Text segment:
+ + + + +
Judge Carpenter cites Burkett-Wood v. Haines, 906 A.2d 756, 7656 (Del. 2006), which holds that:

“In Maier, we held that when the evidence establishes that an accident caused injuries, a jury is required to return a verdict of at least minimal damages. In Amalfitano, we held that “where medical experts present uncontradicted evidence of injury, confirmed by objective medical tests supporting a plaintiff’s subjective testimony about her injuries and offer opinions that the injuries relate to the accident about which the plaintiff complains, a jury award of zero damages is against the weight of the evidence.”

Judge Carpenter goes on to note that Burkett-Wood, at 766, holds that:

“[A]n MRI, an X-ray, and spasm revealed on palpation to a physical examination are considered objective medical evidence in this jurisdiction.”

Judge Carpenter than reviews the testimony at trial of Ms. Hinson’s treating doctor, Dr. William Atkins, wherein Dr. Atkins documented spasm in Ms. Hinson’s neck and back. In light of this uncontradicted objective medical testimony Judge Carpenter awarded additur to Ms. Hinson of $8,050.00. [Which is probably enough to cover the cost of presenting Dr. Atkins testimony, other litigation expenses, the attorney’s contingent fee and nothing else.]

Judge Carpenter than analyzed the testimony of Dr. McIlrath, a chiropractor, in the case of Ms. Hinson’s passenger, Juanita Scott, and found:

“[I]t is not clear that the objective findings that were made are undisputably in reference to the present accident. Dr. McIlrath had been treating Ms. Scott for at least three years prior to this accident, and it appears she had not fully recovered from her earlier injuries. As such, even though objective medical findings were made by the doctor, including spasms and an MRI reading, there remained a dispute as to whether these findings were connected to this accident. As such, this was properly a causation issue for the jury to decide, and the award of no damages is supported by the evidence and will not be disturbed.”
+ + + + +
What you have to do:
Answer these questions from the passage on Judge Carpenter's rulings:
(a) What amount of additur did Judge Carpenter award to Ms. Hinson?
(b) What did Dr. Atkins document in Ms. Hinson's neck and back?
(c) For how long had Dr. McIlrath been treating Ms. Scott before this accident?
You won't need the rows that follow the text.

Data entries
+ + + + +
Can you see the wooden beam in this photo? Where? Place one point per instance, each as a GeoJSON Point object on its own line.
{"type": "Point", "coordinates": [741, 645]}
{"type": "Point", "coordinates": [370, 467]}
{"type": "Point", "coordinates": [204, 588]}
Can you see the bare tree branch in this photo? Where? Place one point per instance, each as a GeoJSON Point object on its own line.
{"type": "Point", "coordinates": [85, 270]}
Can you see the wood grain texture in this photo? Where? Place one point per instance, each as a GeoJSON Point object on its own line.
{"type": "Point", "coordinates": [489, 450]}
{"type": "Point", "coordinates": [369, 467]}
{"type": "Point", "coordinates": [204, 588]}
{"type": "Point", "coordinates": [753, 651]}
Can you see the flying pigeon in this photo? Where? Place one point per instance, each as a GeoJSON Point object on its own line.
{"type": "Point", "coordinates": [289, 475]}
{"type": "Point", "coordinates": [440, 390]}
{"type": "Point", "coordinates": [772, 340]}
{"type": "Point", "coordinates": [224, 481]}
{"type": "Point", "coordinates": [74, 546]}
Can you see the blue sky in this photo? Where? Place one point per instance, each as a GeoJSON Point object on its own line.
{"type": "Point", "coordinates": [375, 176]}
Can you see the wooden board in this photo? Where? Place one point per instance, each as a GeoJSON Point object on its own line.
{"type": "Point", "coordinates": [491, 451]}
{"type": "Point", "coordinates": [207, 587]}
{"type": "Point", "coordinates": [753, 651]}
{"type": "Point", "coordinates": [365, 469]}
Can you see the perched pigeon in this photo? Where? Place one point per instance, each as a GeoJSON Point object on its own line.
+ + + + +
Result of this exercise:
(a) $8,050.00
(b) Spasm
(c) At least three years